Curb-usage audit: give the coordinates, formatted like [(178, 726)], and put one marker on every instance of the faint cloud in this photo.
* * *
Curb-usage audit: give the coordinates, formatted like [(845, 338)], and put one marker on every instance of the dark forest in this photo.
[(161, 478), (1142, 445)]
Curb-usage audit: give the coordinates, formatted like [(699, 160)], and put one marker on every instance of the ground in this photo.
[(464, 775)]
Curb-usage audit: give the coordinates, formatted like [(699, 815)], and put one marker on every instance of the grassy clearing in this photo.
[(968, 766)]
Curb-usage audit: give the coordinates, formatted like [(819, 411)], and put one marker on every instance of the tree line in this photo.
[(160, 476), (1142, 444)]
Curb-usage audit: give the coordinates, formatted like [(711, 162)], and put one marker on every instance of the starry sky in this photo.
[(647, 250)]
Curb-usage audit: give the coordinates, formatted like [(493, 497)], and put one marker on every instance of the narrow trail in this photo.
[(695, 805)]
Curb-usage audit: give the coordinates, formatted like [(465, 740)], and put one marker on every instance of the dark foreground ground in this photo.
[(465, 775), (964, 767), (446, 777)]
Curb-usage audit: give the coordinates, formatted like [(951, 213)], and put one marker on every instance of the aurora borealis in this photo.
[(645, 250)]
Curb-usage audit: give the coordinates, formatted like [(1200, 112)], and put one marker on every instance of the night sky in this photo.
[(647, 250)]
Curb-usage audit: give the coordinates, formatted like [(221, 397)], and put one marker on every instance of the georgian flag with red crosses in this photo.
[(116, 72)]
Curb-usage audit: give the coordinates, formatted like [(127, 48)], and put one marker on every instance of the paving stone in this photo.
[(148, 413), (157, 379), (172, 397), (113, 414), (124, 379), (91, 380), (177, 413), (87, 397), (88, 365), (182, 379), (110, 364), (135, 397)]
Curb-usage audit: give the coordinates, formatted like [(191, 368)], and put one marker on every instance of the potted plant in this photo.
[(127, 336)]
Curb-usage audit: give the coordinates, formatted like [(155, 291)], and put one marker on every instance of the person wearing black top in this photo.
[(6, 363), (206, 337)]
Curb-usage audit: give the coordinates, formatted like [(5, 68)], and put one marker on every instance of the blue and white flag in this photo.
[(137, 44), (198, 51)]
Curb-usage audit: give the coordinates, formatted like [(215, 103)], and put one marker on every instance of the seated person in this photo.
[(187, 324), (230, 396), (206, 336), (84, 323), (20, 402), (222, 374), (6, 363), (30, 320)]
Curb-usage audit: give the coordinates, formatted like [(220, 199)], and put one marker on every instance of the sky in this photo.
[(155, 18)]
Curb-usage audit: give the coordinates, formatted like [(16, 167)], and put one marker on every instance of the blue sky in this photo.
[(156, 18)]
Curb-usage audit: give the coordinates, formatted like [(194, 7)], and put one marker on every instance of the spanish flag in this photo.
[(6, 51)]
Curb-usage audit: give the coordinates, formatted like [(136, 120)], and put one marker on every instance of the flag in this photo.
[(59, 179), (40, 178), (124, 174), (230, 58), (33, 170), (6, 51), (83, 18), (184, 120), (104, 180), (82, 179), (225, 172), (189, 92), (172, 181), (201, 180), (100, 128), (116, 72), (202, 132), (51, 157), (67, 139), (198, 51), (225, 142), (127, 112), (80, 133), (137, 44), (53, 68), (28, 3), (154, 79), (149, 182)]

● **Task statement**: Copy the lines above without any change, from the line containing "blue sky in this photo." up to and including the line containing "79), (149, 182)]".

● **Solved problem**:
Curb-usage audit: give the coordinates, formatted like [(16, 167)], and put one marker on every instance of the blue sky in this photo.
[(156, 18)]
Curb-usage audit: give the coordinates, formatted like [(194, 7)], and put one marker on every instance of the spanish flag in this photo.
[(6, 51)]
Curb-usage audit: give the coordinates, formatted like [(136, 120)], and put one marker on every instance of the flag in this photo.
[(59, 179), (40, 178), (124, 174), (230, 58), (33, 170), (6, 51), (83, 18), (184, 120), (104, 180), (82, 179), (225, 172), (189, 92), (172, 181), (201, 180), (100, 128), (116, 72), (202, 132), (51, 157), (67, 139), (198, 51), (225, 142), (127, 112), (80, 133), (137, 44), (53, 68), (28, 3), (154, 79), (149, 182)]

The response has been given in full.